#### Listed entries ####
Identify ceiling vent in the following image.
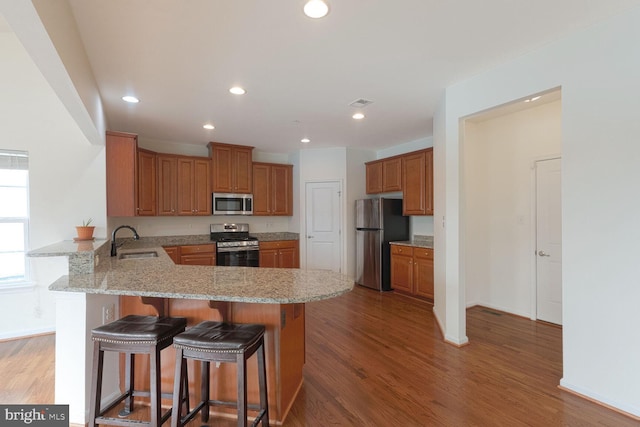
[349,98,373,108]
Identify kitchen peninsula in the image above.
[29,238,353,424]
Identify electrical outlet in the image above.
[102,304,116,325]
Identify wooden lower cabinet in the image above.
[260,240,300,268]
[164,243,216,265]
[120,296,305,425]
[391,244,433,301]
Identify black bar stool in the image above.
[89,315,189,427]
[171,321,269,427]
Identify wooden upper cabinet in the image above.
[106,132,157,216]
[105,132,138,216]
[365,156,402,194]
[193,159,211,216]
[260,240,300,268]
[365,160,383,194]
[158,154,178,216]
[253,162,293,216]
[209,142,253,194]
[136,149,157,216]
[158,154,211,215]
[402,148,433,215]
[382,157,402,193]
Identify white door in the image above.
[536,159,562,325]
[304,181,342,272]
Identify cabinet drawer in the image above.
[390,245,413,256]
[413,248,433,259]
[260,240,297,250]
[180,243,216,255]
####
• **What to work on**
Rewrite all the items above with every "Identify" changed to "Locate" and nothing else altered. Leave the pictures out of your answer.

• **Task answer**
Locate ceiling vent in the following image.
[349,98,373,108]
Locate kitchen peninsula in the image above.
[29,238,353,424]
Locate electrical outlet in the image above.
[102,304,116,325]
Locate wooden lower cabinet in the image above.
[260,240,300,268]
[164,243,216,265]
[120,296,305,425]
[391,244,433,301]
Locate black bar stool in the image above.
[89,315,189,427]
[171,321,269,427]
Locate wooden upper cabinet in the image above.
[106,132,157,216]
[105,132,138,216]
[365,156,402,194]
[193,159,211,216]
[260,240,300,268]
[365,160,383,194]
[158,154,178,216]
[253,162,293,216]
[209,142,253,194]
[136,149,157,216]
[158,154,211,215]
[402,148,433,215]
[382,157,402,193]
Locate white door in the image above.
[536,159,562,325]
[304,181,342,272]
Locate cabinet drawer in the image above.
[390,245,413,256]
[413,248,433,259]
[260,240,297,250]
[180,243,216,255]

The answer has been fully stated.